▶ Goal of the exercise
Find out how many lines in the records have the string "window" in them, and state only that number.

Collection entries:
——————————

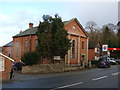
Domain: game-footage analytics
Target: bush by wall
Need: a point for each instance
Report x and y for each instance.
(94, 62)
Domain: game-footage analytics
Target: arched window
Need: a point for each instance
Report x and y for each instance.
(17, 49)
(73, 49)
(26, 45)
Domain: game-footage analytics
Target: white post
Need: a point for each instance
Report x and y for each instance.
(79, 50)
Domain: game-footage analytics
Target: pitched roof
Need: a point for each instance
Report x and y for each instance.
(67, 22)
(9, 44)
(32, 31)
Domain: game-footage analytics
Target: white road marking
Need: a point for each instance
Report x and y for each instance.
(99, 78)
(116, 73)
(70, 85)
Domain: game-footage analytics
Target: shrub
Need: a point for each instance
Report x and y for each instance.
(30, 58)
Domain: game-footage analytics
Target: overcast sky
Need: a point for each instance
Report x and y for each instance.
(15, 16)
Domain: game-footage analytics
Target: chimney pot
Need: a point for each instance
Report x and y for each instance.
(30, 25)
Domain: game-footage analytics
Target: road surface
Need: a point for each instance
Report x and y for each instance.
(90, 78)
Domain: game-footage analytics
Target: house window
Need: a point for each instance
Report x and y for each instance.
(83, 44)
(26, 45)
(73, 27)
(83, 57)
(73, 49)
(16, 49)
(97, 50)
(36, 43)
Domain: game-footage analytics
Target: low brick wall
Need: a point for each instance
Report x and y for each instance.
(48, 68)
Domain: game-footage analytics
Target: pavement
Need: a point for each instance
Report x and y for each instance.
(90, 78)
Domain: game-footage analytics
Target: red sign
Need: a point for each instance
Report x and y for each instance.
(113, 48)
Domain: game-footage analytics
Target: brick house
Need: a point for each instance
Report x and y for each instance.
(1, 49)
(78, 54)
(5, 67)
(94, 50)
(7, 49)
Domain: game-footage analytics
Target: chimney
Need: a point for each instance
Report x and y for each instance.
(20, 31)
(30, 25)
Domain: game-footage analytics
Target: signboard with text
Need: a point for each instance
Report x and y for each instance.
(104, 47)
(1, 63)
(56, 57)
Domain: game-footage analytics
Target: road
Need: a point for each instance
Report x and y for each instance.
(90, 78)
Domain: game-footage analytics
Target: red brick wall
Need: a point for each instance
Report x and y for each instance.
(19, 52)
(91, 54)
(7, 51)
(7, 69)
(77, 32)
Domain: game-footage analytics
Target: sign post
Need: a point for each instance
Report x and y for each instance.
(105, 49)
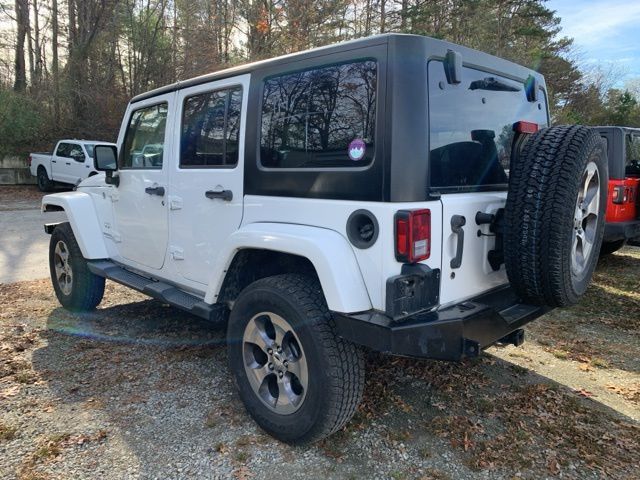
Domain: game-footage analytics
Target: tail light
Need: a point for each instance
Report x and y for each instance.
(620, 194)
(413, 235)
(525, 127)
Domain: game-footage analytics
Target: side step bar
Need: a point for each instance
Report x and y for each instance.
(159, 290)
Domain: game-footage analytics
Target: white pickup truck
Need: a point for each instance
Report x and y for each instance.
(70, 163)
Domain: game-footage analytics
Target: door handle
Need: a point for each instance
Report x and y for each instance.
(155, 191)
(226, 195)
(457, 222)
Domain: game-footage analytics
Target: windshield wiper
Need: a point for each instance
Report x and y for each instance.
(492, 83)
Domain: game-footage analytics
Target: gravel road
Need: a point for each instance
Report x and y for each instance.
(24, 246)
(139, 390)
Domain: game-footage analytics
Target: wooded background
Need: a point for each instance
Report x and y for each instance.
(69, 67)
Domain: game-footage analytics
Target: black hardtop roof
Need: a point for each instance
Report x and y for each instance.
(481, 58)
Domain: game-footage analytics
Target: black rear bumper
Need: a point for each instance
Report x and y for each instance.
(622, 231)
(452, 333)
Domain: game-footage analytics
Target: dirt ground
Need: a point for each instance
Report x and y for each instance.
(140, 390)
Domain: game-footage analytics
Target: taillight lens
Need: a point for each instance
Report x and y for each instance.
(413, 235)
(620, 194)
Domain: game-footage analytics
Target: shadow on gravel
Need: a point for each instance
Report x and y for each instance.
(158, 379)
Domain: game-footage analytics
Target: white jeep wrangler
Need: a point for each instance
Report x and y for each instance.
(398, 193)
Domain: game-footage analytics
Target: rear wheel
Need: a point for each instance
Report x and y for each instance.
(76, 287)
(298, 379)
(554, 216)
(44, 184)
(608, 248)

——————————

▶ Task response
2